O dólar continua sendo a única moeda verdadeiramente universal, mas há quem queira uma mudança na nova ordem econômica. Como fez Pequim no G8.
A reportagem é de Federico Rampini, publicada no jornal La Repubblica, 14-07-2009. A tradução é de Moisés Sbardelotto.
A China terá sucesso onde a Europa falhou, isto é, no redimensionamento da hegemonia monetária dos Estados Unidos? "O dólar é a nossa moeda, mas o problema é de vocês". Essa frase foi pronunciada em 1971 por John Connally, secretário do Tesouro dos EUA, quando o governo Nixon decidiu separar o dólar da paridade com o ouro e precipitou o mundo em uma década de hiperinflação, taxas nas alturas e tempestades financeiras.
É uma frase que nenhum dirigente norte-americano ousa pronunciar hoje, mas que reflete fielmente o dilema em que a China, principal credora dos EUA, se encontra. Em 1971, a Europa era o principal alvo dessa frase arrogante. Quanto mudou, desde então até hoje, a posição de sua majestade, o dólar?
Muito menos do que se podia esperar. O dólar continua sendo a única moeda verdadeiramente universal, pelas duas funções que desenvolve fora dos EUA.
A primeira função é a de meio de pagamento. Grande parte do comércio mundial continua sendo pago em dólares, mesmo quando se trata de petróleo vendido pela Arábia Saudita à Índia, isto é, dois países que, teoricamente, poderiam muito bem decidir regular suas transações bilaterais em rupias indianas ou talvez em euro ou em francos suíços.

— Listagem de dados —
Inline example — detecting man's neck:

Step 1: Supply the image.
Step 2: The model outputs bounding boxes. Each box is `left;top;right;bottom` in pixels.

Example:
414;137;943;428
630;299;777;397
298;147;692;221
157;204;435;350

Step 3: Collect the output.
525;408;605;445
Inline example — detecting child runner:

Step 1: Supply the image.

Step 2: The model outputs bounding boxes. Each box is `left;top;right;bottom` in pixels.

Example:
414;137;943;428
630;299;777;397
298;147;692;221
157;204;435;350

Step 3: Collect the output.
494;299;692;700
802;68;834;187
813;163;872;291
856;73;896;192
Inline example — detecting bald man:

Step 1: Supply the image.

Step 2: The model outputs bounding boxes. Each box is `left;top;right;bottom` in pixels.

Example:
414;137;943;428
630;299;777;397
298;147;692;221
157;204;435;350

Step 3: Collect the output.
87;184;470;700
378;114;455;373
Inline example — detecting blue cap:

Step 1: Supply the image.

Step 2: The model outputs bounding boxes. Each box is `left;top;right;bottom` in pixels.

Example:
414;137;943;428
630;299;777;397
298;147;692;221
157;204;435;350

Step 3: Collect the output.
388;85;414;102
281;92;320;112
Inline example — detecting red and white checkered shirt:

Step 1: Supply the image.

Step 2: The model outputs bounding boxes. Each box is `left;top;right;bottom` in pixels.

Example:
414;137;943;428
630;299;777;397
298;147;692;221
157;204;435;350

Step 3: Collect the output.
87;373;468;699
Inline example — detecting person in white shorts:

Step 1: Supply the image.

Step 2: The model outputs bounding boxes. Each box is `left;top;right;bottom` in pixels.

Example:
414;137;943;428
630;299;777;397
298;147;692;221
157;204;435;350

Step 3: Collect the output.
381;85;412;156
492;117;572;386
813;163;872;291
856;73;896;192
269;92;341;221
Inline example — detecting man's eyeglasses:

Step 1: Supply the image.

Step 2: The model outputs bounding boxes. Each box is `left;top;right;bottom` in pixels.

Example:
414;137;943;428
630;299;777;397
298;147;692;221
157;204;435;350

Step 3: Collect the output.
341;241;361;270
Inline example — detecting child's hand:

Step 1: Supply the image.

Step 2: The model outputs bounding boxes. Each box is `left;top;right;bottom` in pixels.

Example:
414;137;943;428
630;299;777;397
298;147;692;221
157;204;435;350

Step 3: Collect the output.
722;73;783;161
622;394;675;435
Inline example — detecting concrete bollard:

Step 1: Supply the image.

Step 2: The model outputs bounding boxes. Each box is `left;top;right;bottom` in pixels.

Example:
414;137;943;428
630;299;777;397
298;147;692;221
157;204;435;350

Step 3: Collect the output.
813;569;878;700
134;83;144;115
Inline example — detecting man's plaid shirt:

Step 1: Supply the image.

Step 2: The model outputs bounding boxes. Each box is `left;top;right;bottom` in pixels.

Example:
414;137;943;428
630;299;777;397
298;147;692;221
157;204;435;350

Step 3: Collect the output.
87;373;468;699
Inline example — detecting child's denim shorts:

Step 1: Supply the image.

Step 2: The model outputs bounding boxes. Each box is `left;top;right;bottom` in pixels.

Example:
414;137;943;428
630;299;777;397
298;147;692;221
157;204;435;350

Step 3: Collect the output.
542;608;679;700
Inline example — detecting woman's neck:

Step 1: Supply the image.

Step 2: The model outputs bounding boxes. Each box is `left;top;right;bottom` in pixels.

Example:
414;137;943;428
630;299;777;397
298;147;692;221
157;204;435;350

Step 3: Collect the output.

— Exercício curto —
Transcreva o texto sobre o dólar por inteiro, sem mudar uma palavra. A listagem não tem nenhuma relação com o texto sobre o dólar.

— Solução escrita —
O dólar continua sendo a única moeda verdadeiramente universal, mas há quem queira uma mudança na nova ordem econômica. Como fez Pequim no G8.
A reportagem é de Federico Rampini, publicada no jornal La Repubblica, 14-07-2009. A tradução é de Moisés Sbardelotto.
A China terá sucesso onde a Europa falhou, isto é, no redimensionamento da hegemonia monetária dos Estados Unidos? "O dólar é a nossa moeda, mas o problema é de vocês". Essa frase foi pronunciada em 1971 por John Connally, secretário do Tesouro dos EUA, quando o governo Nixon decidiu separar o dólar da paridade com o ouro e precipitou o mundo em uma década de hiperinflação, taxas nas alturas e tempestades financeiras.
É uma frase que nenhum dirigente norte-americano ousa pronunciar hoje, mas que reflete fielmente o dilema em que a China, principal credora dos EUA, se encontra. Em 1971, a Europa era o principal alvo dessa frase arrogante. Quanto mudou, desde então até hoje, a posição de sua majestade, o dólar?
Muito menos do que se podia esperar. O dólar continua sendo a única moeda verdadeiramente universal, pelas duas funções que desenvolve fora dos EUA.
A primeira função é a de meio de pagamento. Grande parte do comércio mundial continua sendo pago em dólares, mesmo quando se trata de petróleo vendido pela Arábia Saudita à Índia, isto é, dois países que, teoricamente, poderiam muito bem decidir regular suas transações bilaterais em rupias indianas ou talvez em euro ou em francos suíços.